- **DATASET EXCERPTS**
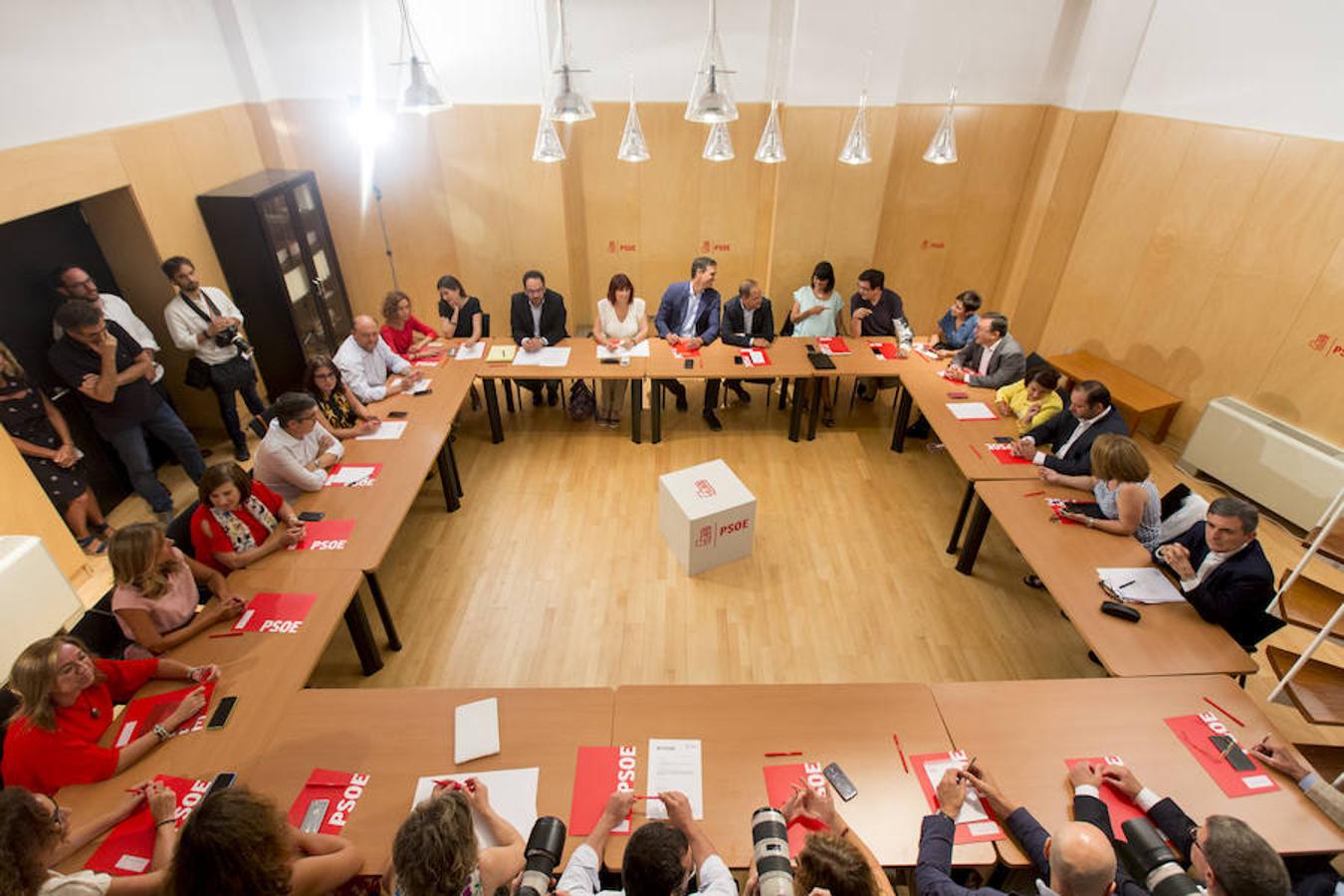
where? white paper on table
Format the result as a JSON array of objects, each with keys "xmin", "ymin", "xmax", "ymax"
[
  {"xmin": 411, "ymin": 767, "xmax": 541, "ymax": 849},
  {"xmin": 645, "ymin": 738, "xmax": 704, "ymax": 820},
  {"xmin": 1097, "ymin": 566, "xmax": 1186, "ymax": 603},
  {"xmin": 514, "ymin": 345, "xmax": 569, "ymax": 366},
  {"xmin": 453, "ymin": 697, "xmax": 500, "ymax": 765},
  {"xmin": 327, "ymin": 464, "xmax": 373, "ymax": 485},
  {"xmin": 925, "ymin": 759, "xmax": 990, "ymax": 824},
  {"xmin": 596, "ymin": 339, "xmax": 649, "ymax": 360},
  {"xmin": 948, "ymin": 401, "xmax": 998, "ymax": 420},
  {"xmin": 453, "ymin": 339, "xmax": 485, "ymax": 361},
  {"xmin": 354, "ymin": 420, "xmax": 406, "ymax": 442}
]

- **SHORT TASK**
Copy all of the data above again, requests included, but shift every bounding-box coordinate in the answers by subtracting 127. Leave the pictures out.

- **TASK RESPONSE**
where? white paper on table
Format the result as a JSON array of objects, each with keys "xmin", "ymin", "xmax", "ymax"
[
  {"xmin": 284, "ymin": 640, "xmax": 414, "ymax": 722},
  {"xmin": 518, "ymin": 611, "xmax": 577, "ymax": 693},
  {"xmin": 970, "ymin": 439, "xmax": 1059, "ymax": 476},
  {"xmin": 387, "ymin": 218, "xmax": 442, "ymax": 239},
  {"xmin": 326, "ymin": 570, "xmax": 373, "ymax": 638},
  {"xmin": 200, "ymin": 337, "xmax": 246, "ymax": 358},
  {"xmin": 798, "ymin": 632, "xmax": 863, "ymax": 697},
  {"xmin": 469, "ymin": 212, "xmax": 522, "ymax": 233},
  {"xmin": 821, "ymin": 274, "xmax": 871, "ymax": 293},
  {"xmin": 326, "ymin": 212, "xmax": 358, "ymax": 234},
  {"xmin": 227, "ymin": 293, "xmax": 279, "ymax": 315}
]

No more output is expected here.